Nothing but the line holding "Where can you see the drooping" and the lines after it, through the end of the records, should be set down, each exactly as it is.
START Data for the task
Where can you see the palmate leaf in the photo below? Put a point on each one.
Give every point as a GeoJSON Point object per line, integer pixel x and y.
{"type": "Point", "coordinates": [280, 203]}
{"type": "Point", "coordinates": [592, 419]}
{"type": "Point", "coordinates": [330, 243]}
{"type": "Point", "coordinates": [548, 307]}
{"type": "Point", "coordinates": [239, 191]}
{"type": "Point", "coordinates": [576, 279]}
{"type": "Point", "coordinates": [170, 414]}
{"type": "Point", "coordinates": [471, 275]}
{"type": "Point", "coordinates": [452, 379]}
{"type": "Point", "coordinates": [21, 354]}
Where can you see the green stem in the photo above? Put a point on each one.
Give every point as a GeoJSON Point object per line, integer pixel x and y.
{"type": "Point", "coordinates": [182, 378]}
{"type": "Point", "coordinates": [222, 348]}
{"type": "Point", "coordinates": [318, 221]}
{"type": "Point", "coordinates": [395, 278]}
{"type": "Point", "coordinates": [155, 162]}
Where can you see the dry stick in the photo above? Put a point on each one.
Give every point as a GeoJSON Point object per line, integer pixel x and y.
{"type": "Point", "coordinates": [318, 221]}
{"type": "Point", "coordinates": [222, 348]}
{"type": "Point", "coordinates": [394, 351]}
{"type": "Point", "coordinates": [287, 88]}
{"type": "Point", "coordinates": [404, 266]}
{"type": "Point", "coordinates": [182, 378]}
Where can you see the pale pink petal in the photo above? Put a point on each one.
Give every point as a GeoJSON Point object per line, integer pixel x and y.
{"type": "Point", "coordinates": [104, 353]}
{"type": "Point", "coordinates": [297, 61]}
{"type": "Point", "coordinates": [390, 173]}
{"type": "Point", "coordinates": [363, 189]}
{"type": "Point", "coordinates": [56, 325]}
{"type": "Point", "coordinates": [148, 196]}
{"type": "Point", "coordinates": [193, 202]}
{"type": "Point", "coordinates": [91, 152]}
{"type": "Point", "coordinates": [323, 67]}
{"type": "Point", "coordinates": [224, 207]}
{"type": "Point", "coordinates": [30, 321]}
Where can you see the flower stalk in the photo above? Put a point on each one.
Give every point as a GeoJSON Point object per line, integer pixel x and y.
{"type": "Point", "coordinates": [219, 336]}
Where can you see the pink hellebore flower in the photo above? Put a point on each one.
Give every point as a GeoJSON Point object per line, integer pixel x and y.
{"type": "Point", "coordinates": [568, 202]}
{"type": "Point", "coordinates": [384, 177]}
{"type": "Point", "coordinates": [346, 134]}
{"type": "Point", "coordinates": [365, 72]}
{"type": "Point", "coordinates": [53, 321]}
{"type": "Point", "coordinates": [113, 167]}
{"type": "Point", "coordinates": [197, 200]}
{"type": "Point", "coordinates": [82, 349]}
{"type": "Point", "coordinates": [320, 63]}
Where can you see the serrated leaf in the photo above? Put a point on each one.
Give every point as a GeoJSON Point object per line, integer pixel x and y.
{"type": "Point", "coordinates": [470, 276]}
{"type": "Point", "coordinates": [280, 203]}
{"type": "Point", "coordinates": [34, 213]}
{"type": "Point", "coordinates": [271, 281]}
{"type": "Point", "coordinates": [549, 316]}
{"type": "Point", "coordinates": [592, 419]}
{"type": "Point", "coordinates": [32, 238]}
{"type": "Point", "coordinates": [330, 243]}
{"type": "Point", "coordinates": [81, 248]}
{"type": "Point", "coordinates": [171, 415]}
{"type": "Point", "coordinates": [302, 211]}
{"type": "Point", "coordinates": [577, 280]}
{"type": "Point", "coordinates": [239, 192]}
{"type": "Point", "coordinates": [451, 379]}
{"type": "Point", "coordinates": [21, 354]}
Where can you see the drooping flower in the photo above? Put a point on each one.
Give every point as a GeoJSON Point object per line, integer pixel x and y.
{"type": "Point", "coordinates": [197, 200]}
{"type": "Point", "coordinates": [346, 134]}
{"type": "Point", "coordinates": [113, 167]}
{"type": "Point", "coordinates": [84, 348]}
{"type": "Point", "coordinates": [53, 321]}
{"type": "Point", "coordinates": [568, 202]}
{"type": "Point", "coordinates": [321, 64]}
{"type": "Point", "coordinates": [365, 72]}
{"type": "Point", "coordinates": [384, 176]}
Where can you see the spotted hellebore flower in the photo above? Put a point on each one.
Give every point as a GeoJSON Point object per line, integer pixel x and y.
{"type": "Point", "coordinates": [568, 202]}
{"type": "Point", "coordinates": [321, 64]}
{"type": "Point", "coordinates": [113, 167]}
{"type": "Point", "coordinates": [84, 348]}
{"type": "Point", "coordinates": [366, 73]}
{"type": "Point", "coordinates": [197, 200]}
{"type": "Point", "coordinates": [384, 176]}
END Data for the task
▸ **Output for this exercise**
Where can you see the drooping flower in the photo above? Put a point on each one.
Give every point as a GeoJSON Point object per line, integer pixel x and y.
{"type": "Point", "coordinates": [197, 200]}
{"type": "Point", "coordinates": [346, 134]}
{"type": "Point", "coordinates": [113, 167]}
{"type": "Point", "coordinates": [84, 348]}
{"type": "Point", "coordinates": [53, 321]}
{"type": "Point", "coordinates": [568, 202]}
{"type": "Point", "coordinates": [321, 64]}
{"type": "Point", "coordinates": [365, 72]}
{"type": "Point", "coordinates": [384, 176]}
Where can you see the spotted hellebore flower in the photo above? Put a point on each one.
Give every point as a GeoJSON Point object per line, integer pixel x and y.
{"type": "Point", "coordinates": [568, 202]}
{"type": "Point", "coordinates": [321, 64]}
{"type": "Point", "coordinates": [113, 167]}
{"type": "Point", "coordinates": [84, 348]}
{"type": "Point", "coordinates": [366, 73]}
{"type": "Point", "coordinates": [197, 200]}
{"type": "Point", "coordinates": [384, 176]}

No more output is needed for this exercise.